Taking the line with "Locate any riverbed" as the first and the last line of the entries as the final one, copy that span exactly.

#### Given information ####

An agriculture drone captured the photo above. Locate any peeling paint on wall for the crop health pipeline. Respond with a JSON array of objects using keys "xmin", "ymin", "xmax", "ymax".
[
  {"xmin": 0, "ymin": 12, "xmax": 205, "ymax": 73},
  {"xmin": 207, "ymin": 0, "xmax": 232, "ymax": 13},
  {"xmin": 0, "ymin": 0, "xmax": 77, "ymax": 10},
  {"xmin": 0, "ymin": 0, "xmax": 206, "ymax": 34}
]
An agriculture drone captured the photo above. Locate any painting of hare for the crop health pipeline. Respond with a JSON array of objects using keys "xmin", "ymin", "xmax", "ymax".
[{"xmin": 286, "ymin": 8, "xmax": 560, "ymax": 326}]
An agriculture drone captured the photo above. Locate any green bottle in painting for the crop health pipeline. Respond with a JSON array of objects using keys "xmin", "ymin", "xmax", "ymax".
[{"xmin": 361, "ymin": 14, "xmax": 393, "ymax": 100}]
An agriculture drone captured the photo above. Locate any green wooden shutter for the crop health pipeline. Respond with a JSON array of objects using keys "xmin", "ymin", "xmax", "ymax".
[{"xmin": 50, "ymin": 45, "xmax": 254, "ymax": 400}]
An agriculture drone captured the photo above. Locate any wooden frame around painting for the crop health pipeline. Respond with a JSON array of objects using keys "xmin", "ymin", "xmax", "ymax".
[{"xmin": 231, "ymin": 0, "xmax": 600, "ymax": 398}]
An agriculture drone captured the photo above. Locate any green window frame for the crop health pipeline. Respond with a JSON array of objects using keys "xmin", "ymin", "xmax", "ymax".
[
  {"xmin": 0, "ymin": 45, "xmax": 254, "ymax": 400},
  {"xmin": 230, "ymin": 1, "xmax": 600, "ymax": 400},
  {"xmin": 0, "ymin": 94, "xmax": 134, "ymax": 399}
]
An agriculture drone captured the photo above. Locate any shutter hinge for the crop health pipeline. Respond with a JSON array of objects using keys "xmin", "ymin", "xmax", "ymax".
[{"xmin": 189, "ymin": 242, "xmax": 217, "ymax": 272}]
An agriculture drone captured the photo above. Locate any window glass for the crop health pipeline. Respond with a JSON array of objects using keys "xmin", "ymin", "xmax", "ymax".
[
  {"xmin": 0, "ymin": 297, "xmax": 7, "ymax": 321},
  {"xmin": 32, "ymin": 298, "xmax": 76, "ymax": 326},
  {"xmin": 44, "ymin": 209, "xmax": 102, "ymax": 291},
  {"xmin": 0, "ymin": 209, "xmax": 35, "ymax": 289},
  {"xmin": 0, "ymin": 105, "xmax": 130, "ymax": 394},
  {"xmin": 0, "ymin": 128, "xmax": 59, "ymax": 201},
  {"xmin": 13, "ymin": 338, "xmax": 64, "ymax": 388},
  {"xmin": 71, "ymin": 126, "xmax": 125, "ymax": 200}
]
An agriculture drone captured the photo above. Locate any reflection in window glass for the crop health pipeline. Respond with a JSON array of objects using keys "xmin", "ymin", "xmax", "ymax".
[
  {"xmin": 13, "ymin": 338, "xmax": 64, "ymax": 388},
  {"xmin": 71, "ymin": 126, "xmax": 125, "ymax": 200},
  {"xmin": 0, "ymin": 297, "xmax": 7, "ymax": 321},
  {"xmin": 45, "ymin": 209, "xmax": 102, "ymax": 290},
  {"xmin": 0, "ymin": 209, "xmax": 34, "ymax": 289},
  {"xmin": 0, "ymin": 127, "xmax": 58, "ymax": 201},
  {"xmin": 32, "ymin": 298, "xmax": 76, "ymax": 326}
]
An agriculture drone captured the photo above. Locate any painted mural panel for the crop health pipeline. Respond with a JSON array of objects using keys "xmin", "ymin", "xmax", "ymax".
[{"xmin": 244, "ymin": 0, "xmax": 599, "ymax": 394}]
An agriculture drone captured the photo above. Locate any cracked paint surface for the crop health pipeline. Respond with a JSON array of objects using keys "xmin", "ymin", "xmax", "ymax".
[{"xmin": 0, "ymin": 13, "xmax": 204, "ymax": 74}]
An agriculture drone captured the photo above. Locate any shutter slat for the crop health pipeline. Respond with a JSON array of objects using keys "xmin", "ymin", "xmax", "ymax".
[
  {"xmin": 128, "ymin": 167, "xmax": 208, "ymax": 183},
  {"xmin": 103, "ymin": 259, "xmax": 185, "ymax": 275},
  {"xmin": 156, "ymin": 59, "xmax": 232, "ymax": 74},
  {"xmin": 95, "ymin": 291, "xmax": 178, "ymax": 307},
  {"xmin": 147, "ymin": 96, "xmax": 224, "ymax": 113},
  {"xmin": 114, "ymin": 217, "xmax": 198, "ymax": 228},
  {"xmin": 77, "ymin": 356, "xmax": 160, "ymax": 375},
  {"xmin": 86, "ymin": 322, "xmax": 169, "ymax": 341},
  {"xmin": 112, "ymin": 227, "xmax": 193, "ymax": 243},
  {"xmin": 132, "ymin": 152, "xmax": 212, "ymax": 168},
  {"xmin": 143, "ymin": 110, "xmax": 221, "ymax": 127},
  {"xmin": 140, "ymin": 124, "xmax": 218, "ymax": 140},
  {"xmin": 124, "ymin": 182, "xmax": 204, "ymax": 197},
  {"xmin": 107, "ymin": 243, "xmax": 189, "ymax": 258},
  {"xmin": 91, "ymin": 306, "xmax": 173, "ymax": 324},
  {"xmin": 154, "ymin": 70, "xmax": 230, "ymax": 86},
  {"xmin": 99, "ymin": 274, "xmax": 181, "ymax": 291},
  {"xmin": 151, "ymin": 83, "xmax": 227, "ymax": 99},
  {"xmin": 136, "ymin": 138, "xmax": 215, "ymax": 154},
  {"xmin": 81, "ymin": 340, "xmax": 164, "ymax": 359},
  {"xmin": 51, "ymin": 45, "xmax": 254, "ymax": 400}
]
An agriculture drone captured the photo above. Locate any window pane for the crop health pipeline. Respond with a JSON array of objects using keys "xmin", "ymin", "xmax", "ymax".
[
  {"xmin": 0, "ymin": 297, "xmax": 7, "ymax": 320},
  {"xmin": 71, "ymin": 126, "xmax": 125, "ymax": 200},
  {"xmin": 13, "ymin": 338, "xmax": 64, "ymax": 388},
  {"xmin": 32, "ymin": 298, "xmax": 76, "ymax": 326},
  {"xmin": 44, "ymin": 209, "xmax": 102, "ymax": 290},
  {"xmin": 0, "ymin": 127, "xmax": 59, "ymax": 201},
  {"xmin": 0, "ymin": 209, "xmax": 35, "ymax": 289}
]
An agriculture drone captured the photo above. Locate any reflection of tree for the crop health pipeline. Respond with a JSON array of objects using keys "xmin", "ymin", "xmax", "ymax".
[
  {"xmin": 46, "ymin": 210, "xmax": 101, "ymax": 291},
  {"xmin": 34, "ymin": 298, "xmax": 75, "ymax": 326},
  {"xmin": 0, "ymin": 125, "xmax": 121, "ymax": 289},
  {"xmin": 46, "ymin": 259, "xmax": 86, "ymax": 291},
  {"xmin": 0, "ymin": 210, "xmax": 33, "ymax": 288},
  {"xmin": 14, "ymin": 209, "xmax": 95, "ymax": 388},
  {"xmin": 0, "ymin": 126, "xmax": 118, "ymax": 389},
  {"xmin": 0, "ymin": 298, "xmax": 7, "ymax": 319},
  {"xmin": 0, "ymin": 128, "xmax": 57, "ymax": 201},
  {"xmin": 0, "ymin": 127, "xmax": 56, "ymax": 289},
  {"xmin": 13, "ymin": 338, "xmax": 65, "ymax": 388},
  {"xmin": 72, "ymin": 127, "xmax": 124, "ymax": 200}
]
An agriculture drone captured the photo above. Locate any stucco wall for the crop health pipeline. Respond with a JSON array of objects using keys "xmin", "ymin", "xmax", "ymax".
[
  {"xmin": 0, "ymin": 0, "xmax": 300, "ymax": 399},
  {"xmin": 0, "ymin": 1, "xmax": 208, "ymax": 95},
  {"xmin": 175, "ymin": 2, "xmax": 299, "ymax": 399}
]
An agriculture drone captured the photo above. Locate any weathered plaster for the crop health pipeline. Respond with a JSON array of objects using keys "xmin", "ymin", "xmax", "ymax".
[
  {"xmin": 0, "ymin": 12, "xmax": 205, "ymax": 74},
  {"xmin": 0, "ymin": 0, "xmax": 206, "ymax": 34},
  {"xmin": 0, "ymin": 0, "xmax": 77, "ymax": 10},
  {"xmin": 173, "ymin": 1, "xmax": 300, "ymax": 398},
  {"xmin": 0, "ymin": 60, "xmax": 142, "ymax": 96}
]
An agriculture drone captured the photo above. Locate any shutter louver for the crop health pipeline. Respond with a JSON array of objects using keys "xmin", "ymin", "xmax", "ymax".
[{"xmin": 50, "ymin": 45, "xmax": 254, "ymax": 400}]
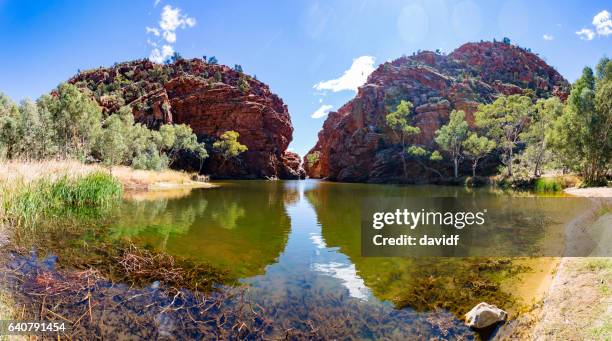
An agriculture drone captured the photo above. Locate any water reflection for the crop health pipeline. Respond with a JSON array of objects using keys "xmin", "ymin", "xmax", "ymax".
[
  {"xmin": 110, "ymin": 182, "xmax": 292, "ymax": 278},
  {"xmin": 107, "ymin": 179, "xmax": 601, "ymax": 338}
]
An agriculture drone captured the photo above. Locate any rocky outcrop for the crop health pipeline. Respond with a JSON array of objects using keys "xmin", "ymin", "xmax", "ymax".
[
  {"xmin": 69, "ymin": 58, "xmax": 299, "ymax": 179},
  {"xmin": 465, "ymin": 302, "xmax": 507, "ymax": 329},
  {"xmin": 281, "ymin": 151, "xmax": 306, "ymax": 179},
  {"xmin": 305, "ymin": 41, "xmax": 569, "ymax": 182}
]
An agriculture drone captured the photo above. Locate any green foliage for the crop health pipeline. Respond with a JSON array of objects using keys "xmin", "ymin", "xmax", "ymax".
[
  {"xmin": 238, "ymin": 76, "xmax": 250, "ymax": 93},
  {"xmin": 4, "ymin": 172, "xmax": 122, "ymax": 229},
  {"xmin": 213, "ymin": 130, "xmax": 248, "ymax": 161},
  {"xmin": 429, "ymin": 150, "xmax": 442, "ymax": 161},
  {"xmin": 521, "ymin": 97, "xmax": 564, "ymax": 177},
  {"xmin": 462, "ymin": 133, "xmax": 496, "ymax": 177},
  {"xmin": 0, "ymin": 93, "xmax": 20, "ymax": 159},
  {"xmin": 434, "ymin": 110, "xmax": 469, "ymax": 178},
  {"xmin": 0, "ymin": 85, "xmax": 207, "ymax": 171},
  {"xmin": 406, "ymin": 145, "xmax": 427, "ymax": 157},
  {"xmin": 306, "ymin": 151, "xmax": 320, "ymax": 167},
  {"xmin": 385, "ymin": 100, "xmax": 420, "ymax": 136},
  {"xmin": 158, "ymin": 124, "xmax": 208, "ymax": 167},
  {"xmin": 96, "ymin": 107, "xmax": 133, "ymax": 167},
  {"xmin": 386, "ymin": 100, "xmax": 420, "ymax": 178},
  {"xmin": 208, "ymin": 56, "xmax": 218, "ymax": 65},
  {"xmin": 37, "ymin": 83, "xmax": 103, "ymax": 160},
  {"xmin": 475, "ymin": 94, "xmax": 533, "ymax": 176},
  {"xmin": 549, "ymin": 59, "xmax": 612, "ymax": 185},
  {"xmin": 533, "ymin": 178, "xmax": 562, "ymax": 192}
]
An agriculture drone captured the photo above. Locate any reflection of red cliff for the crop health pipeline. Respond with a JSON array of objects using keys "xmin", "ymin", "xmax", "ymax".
[
  {"xmin": 305, "ymin": 41, "xmax": 569, "ymax": 182},
  {"xmin": 69, "ymin": 59, "xmax": 302, "ymax": 179}
]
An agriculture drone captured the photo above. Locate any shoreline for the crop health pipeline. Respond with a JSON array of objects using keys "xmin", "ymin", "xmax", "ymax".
[
  {"xmin": 500, "ymin": 188, "xmax": 611, "ymax": 339},
  {"xmin": 564, "ymin": 186, "xmax": 612, "ymax": 197},
  {"xmin": 0, "ymin": 160, "xmax": 218, "ymax": 325}
]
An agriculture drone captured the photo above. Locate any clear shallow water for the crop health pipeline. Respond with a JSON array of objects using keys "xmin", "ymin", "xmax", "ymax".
[{"xmin": 105, "ymin": 180, "xmax": 594, "ymax": 338}]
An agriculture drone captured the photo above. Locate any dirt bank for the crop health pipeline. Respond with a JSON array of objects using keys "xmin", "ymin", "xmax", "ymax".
[
  {"xmin": 497, "ymin": 193, "xmax": 611, "ymax": 340},
  {"xmin": 564, "ymin": 187, "xmax": 612, "ymax": 198},
  {"xmin": 0, "ymin": 160, "xmax": 215, "ymax": 191}
]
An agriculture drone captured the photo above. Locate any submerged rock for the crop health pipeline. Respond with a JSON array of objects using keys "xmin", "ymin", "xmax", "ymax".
[{"xmin": 464, "ymin": 302, "xmax": 507, "ymax": 329}]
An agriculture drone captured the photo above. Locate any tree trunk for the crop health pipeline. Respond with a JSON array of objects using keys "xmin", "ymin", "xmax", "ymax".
[
  {"xmin": 472, "ymin": 161, "xmax": 477, "ymax": 178},
  {"xmin": 453, "ymin": 158, "xmax": 458, "ymax": 178},
  {"xmin": 508, "ymin": 148, "xmax": 513, "ymax": 176},
  {"xmin": 401, "ymin": 135, "xmax": 407, "ymax": 179}
]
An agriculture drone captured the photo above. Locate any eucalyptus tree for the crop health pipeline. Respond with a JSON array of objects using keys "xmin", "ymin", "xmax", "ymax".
[
  {"xmin": 474, "ymin": 95, "xmax": 534, "ymax": 177},
  {"xmin": 435, "ymin": 110, "xmax": 469, "ymax": 178}
]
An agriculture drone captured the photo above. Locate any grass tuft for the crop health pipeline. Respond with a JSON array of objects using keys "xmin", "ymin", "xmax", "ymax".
[
  {"xmin": 2, "ymin": 172, "xmax": 122, "ymax": 230},
  {"xmin": 534, "ymin": 178, "xmax": 562, "ymax": 192}
]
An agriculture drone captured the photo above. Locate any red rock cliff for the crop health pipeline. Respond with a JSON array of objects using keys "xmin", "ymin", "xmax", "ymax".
[
  {"xmin": 304, "ymin": 41, "xmax": 569, "ymax": 182},
  {"xmin": 69, "ymin": 58, "xmax": 302, "ymax": 179}
]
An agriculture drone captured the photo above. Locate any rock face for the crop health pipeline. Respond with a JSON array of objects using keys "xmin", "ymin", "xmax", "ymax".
[
  {"xmin": 305, "ymin": 41, "xmax": 569, "ymax": 182},
  {"xmin": 464, "ymin": 302, "xmax": 507, "ymax": 329},
  {"xmin": 69, "ymin": 58, "xmax": 301, "ymax": 179}
]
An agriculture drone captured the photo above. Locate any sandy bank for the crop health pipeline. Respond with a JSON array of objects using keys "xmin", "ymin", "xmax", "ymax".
[{"xmin": 564, "ymin": 186, "xmax": 612, "ymax": 197}]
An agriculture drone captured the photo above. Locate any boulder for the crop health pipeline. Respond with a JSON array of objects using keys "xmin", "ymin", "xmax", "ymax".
[
  {"xmin": 464, "ymin": 302, "xmax": 507, "ymax": 329},
  {"xmin": 280, "ymin": 151, "xmax": 306, "ymax": 179}
]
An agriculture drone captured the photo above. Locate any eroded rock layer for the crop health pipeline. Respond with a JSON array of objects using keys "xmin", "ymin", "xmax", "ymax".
[{"xmin": 304, "ymin": 41, "xmax": 569, "ymax": 182}]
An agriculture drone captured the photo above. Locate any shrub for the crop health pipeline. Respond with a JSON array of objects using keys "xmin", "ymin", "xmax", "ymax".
[{"xmin": 306, "ymin": 151, "xmax": 320, "ymax": 167}]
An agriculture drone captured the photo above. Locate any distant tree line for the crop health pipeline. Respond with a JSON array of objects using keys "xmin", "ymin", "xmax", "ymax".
[{"xmin": 0, "ymin": 83, "xmax": 248, "ymax": 172}]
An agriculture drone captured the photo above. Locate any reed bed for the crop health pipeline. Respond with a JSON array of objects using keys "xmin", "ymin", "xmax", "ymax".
[{"xmin": 1, "ymin": 171, "xmax": 122, "ymax": 231}]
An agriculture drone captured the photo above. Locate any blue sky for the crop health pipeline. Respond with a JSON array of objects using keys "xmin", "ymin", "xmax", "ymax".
[{"xmin": 1, "ymin": 1, "xmax": 611, "ymax": 156}]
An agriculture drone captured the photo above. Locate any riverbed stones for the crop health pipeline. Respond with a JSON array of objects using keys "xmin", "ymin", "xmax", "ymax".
[{"xmin": 464, "ymin": 302, "xmax": 507, "ymax": 329}]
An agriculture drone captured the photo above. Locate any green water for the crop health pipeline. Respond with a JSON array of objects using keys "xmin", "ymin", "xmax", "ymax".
[{"xmin": 102, "ymin": 180, "xmax": 600, "ymax": 338}]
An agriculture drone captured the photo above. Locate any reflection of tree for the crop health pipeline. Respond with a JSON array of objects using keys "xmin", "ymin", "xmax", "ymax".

####

Task response
An agriculture drone captured the photo above. Locate any riverbed stones for the crop health pipeline. Respond with a JSON array of objects using keys "xmin", "ymin", "xmax", "ymax".
[{"xmin": 464, "ymin": 302, "xmax": 507, "ymax": 329}]
An agriculture drone captured the photo above. Locate any green water for the crop health pipeline. Respond with a JSON array of objects using keys "xmin", "ymin", "xmax", "ymax".
[{"xmin": 102, "ymin": 180, "xmax": 600, "ymax": 338}]
An agriculture drone captured the photo above. Locate any reflection of tree for the crop health pipeline. Respond with a JSON array of objects using keys "xmin", "ymin", "xmax", "ymax".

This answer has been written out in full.